(Beginning of SELECTED PASSAGE)
Barton’s office did not respond to questions about whether the campaign was coordinated with the Mississippi Attorney General’s Office, the Governor’s Office or the Mississippi Department of Corrections; whether the office is advocating that Mississippi actually use the firing squad in current or future capital cases; or how the office assesses the deterrent value of execution by firing squad relative to execution by lethal injection. The Mississippi Attorney General’s Office and the Mississippi Department of Corrections likewise did not respond to similar requests for comment.
State Sen. Theresa Gillespie Isom, a Democrat who represents DeSoto and Tunica counties as part of District 2, told The Mississippi Independent that she has not heard from many constituents about the billboard.
“So far people are not saying much,” Isom told The Mississippi Independent. The one constituent comment she had received expressed agreement with the billboard’s deterrent framing. Isom’s November 2025 special-election victory helped break the Republican supermajority in the Mississippi Senate and made her the first African American and the first woman to represent DeSoto County in the upper chamber.
(End of SELECTED PASSAGE)
(Beginning of DATASET EXTRACT)
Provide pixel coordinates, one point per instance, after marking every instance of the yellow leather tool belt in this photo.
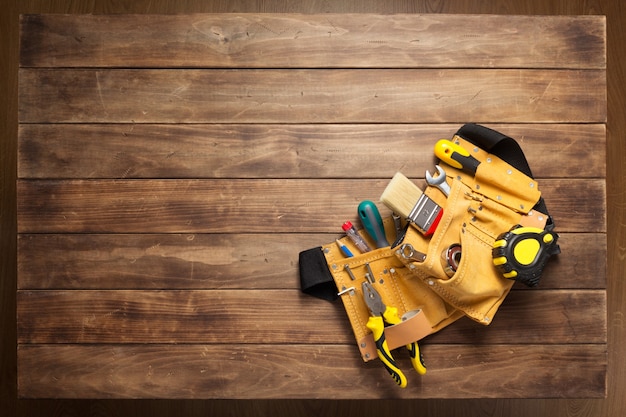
(End of DATASET EXTRACT)
> PARTS OF THE EXERCISE:
1: In the passage about the firing-squad billboard, which counties does Theresa Gillespie Isom represent?
2: List every office that the passage about the firing-squad billboard says did not respond to questions or requests for comment.
3: Print the portion of the passage about the firing-squad billboard that begins at the words "State Sen. Theresa" and ends after the words "about the billboard.".
The material has no connection to the passage about the firing-squad billboard.

> PER-TASK OUTPUTS:
1: DeSoto and Tunica counties.

2: Barton's office, the Mississippi Attorney General's Office, and the Mississippi Department of Corrections.

3:
State Sen. Theresa Gillespie Isom, a Democrat who represents DeSoto and Tunica counties as part of District 2, told The Mississippi Independent that she has not heard from many constituents about the billboard.